Task brief: Return every line of the material exactly.
------------
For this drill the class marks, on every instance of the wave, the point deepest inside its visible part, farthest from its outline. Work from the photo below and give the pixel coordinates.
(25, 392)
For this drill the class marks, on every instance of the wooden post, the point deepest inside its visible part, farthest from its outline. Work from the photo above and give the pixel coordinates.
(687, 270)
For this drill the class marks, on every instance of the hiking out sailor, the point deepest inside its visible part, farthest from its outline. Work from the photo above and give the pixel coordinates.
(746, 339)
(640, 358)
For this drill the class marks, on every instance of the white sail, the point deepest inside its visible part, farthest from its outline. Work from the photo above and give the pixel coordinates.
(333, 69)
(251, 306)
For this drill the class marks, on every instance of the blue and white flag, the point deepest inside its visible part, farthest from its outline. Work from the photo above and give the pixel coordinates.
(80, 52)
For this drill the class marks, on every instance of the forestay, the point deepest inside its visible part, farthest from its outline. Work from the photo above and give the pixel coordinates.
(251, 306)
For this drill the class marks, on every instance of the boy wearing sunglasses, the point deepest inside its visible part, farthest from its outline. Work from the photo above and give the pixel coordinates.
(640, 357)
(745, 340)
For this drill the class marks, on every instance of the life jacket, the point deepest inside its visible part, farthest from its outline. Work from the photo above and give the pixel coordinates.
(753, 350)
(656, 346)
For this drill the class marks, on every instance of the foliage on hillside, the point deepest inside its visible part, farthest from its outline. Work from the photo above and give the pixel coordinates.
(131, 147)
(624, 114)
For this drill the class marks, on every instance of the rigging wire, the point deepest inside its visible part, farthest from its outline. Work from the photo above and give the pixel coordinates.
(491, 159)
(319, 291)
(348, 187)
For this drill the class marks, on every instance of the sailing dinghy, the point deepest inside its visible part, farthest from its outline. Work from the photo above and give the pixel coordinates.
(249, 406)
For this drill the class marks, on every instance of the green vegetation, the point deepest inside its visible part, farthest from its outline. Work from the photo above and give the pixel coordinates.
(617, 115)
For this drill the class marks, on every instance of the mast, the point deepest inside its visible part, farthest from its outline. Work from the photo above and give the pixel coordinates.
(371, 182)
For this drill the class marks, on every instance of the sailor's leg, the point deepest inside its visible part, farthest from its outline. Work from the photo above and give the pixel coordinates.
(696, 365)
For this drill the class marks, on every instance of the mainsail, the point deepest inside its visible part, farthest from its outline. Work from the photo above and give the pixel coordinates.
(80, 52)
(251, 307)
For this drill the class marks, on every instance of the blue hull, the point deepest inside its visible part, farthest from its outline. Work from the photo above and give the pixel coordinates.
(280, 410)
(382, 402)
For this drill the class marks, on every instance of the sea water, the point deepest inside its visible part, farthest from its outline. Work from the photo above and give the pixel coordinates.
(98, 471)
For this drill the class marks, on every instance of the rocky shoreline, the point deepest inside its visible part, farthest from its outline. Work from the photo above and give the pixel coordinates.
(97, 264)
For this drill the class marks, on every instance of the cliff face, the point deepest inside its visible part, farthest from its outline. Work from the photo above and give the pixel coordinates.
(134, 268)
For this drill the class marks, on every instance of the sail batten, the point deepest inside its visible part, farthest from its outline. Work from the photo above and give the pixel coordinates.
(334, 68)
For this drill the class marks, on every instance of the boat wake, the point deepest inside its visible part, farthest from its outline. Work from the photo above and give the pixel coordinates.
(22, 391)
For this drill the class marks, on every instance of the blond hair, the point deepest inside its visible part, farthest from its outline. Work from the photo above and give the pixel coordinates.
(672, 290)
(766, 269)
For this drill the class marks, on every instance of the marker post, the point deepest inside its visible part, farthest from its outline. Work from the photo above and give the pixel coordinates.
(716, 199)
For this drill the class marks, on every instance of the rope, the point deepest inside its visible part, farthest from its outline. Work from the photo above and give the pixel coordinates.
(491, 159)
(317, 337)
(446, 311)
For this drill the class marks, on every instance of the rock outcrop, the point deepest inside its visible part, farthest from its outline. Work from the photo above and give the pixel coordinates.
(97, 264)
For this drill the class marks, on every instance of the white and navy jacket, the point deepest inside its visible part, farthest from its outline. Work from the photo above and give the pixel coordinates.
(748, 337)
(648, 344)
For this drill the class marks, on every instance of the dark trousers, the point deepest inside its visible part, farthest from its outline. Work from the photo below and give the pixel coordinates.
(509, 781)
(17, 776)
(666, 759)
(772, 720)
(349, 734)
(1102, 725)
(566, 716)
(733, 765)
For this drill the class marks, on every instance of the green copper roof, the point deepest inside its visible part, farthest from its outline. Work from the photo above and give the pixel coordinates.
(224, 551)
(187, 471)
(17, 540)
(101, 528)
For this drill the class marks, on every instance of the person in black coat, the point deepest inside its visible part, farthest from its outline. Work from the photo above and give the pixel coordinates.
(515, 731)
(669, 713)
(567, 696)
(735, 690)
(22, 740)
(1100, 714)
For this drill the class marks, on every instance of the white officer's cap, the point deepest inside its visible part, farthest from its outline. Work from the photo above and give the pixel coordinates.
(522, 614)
------------
Task result:
For this drill the class marks, on every instance of the wave, the point deepest inside its visible part, farthest from its outline. Work from the photo below and give the pixel coordinates.
(25, 392)
For this drill the class marks, on every instance of the wooden post, the point deepest inside its visible part, farthest from its outline. Work from the photo above and give the pixel coordinates.
(687, 270)
For this drill the class marks, on every instance of the hiking out sailor, the point deepest inside its visible part, farthest from its outline. Work from the photo above and give the pixel coordinates.
(746, 339)
(640, 358)
For this drill the class marks, on every instance of the white sail, the point deepest inside its visible part, farthest from its outline. Work from the photo above and give the pixel coordinates.
(333, 69)
(251, 306)
For this drill the class marks, on every instance of the blue and white flag, the point deepest inside its visible part, farthest from its outline. Work from the photo above and give the pixel coordinates.
(80, 52)
For this drill the class marks, on every instance of the forestay, the point deepest inside its visible part, farthest from its outline. Work from the photo above and give the pixel coordinates.
(251, 306)
For this drill the class marks, on every instance of the boy wearing sunglasses, the point deepest inside its visible part, farthest from its outline. Work from the photo above and give the pixel coordinates.
(640, 357)
(745, 340)
For this drill the class marks, on every instance of the life jacket, the point deepest inside its visible part, farthest from its outline. Work from the photo above and give the pixel coordinates.
(753, 350)
(656, 346)
For this drill the class marks, on every instance of the foliage on hillside, the point deepest inside its visible part, farthest from its outline. Work from the photo above and give the pixel coordinates.
(131, 147)
(624, 114)
For this drill the class marks, on every instance of the rigging wire, the point deepest inside its visible part, farthest from its outline. Work from the photo above and give the pixel coordinates.
(491, 159)
(319, 291)
(348, 187)
For this drill the class marks, on every instance of the sailing dinghy, the point deepest inside its visible part, farthest from its outline. Work from the photo above and give the pixel coordinates.
(249, 406)
For this drill the class marks, on every instance of the green vegetation, the point deepest inside its visible part, farthest from its outline. Work from the photo above and give the pixel coordinates.
(617, 115)
For this drill the class marks, on every instance of the mast, the point deepest inside its visible part, farthest from its outline. Work from the photo above and give the pixel coordinates.
(371, 182)
For this drill the class marks, on every instance of the sailor's leg, the point deepest inside its visible part, farthest from its outline. Work from the photo above and give the pixel coordinates.
(696, 365)
For this drill the class marks, on every instance of the mainsail, the point deepest inside its visible part, farthest from its outline. Work from the photo above and give the pixel coordinates.
(80, 52)
(251, 307)
For this drill the class marks, on every instance of the blue hull, the point deepest inside its visible part, farthest from its outline. Work from the photo above and give the pixel coordinates.
(280, 410)
(382, 402)
For this drill the class marks, on every instance of the sea water, the point deepest inside its visible part, farthest from its outline. Work from the photo above and give the pixel coordinates.
(98, 471)
For this drill the class marks, on every instance of the rocky shoreline, the point deepest inside its visible part, farthest from its outline. Work from the photo above and give the pixel coordinates.
(97, 264)
For this drill the class marks, on every instance of the cliff face, the point deepest inside its visible part, farthest from its outline. Work from the photo above and give the pixel coordinates.
(134, 268)
For this drill the class marks, on every instance of the sail batten, the point deepest inside its visible part, farthest from its outline. Work from the photo above and give the pixel coordinates.
(334, 68)
For this drill the class marks, on every instance of the boat wake, the point deepest inside its visible part, farthest from its outline. Work from the photo above and give the pixel coordinates.
(22, 391)
For this drill the class marks, on every instance of the blond hair, the point deepest inside its visible part, farthest from its outline. Work from the photo above and give the pixel coordinates.
(672, 290)
(766, 269)
For this drill the class marks, on every instance of the marker post, the point deepest inside its visible part, farthest from its outline. Work from the photo above and give the pixel coordinates.
(716, 199)
For this drill the class marks, on every instance of the rope, the point deepest inside its visible part, farthest from its outline. Work from the photo above and give the pixel coordinates.
(491, 159)
(317, 337)
(446, 311)
For this drill the class marks, on every instance of the rock outcrop, the point deepest inside its visible part, farthest from its outline. Work from the photo above and give the pixel coordinates.
(97, 264)
For this drill the class marks, on every instance of the white and navy jacket, the point deepest inside its visible part, farthest from its outline. Work from the photo above and give the pixel coordinates.
(748, 337)
(648, 344)
For this drill the class marks, on every instance of the dark trousers, the point deepest inside its visible part, farthest from its outline. Work from the photo below and give the pixel coordinates.
(509, 781)
(17, 776)
(666, 759)
(772, 720)
(349, 734)
(1102, 725)
(566, 716)
(733, 765)
For this drill the class marks, on every instance of the green copper roof, the point deepest inside its visible part, farthest from its outline. Work from the photo above and give the pixel coordinates.
(224, 551)
(187, 471)
(17, 540)
(101, 528)
For this drill the class marks, on every instance of the person in black coat, the point deepest inside its visible part, farthest from its outline. Work from the photo above and give the pixel coordinates.
(515, 731)
(669, 713)
(567, 696)
(735, 690)
(22, 740)
(1100, 714)
For this drill the class marks, on every instance of the white officer's cap, the point deepest inside its visible part, farthest from its outline. Work from the photo above and give the pixel coordinates.
(522, 614)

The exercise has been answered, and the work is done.